- Task details -
If a line in the listing below includes the string "wetsuit", pull it out.

- Task inputs -
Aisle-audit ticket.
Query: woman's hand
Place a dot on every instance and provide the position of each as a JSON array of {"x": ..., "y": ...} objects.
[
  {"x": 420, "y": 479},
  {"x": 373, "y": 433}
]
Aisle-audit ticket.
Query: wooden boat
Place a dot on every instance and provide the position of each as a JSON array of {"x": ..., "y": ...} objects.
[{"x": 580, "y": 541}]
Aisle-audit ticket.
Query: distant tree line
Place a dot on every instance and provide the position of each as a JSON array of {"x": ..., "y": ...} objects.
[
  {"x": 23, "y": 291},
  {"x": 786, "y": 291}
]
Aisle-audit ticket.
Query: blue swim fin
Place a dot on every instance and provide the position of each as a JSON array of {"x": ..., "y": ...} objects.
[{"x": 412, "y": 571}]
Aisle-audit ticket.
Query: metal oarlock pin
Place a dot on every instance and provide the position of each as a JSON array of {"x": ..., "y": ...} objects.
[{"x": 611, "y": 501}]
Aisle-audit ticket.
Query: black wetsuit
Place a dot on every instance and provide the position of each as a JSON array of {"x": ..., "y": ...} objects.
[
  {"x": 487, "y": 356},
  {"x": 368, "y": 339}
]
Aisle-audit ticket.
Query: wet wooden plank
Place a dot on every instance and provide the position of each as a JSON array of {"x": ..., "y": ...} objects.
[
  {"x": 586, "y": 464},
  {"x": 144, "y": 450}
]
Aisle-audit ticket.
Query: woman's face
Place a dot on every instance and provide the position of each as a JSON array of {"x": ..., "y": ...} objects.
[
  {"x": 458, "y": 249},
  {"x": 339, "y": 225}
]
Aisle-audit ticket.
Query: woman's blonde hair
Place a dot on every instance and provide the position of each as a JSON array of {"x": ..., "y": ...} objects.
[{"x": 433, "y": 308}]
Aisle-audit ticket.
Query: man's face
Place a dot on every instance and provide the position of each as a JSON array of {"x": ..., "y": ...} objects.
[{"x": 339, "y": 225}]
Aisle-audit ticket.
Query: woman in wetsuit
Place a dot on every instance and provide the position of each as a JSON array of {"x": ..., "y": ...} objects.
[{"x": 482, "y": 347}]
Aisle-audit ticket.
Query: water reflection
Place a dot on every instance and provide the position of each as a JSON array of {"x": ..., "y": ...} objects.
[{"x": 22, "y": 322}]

- Task response -
Query: black wetsuit
Query: woman in wetsuit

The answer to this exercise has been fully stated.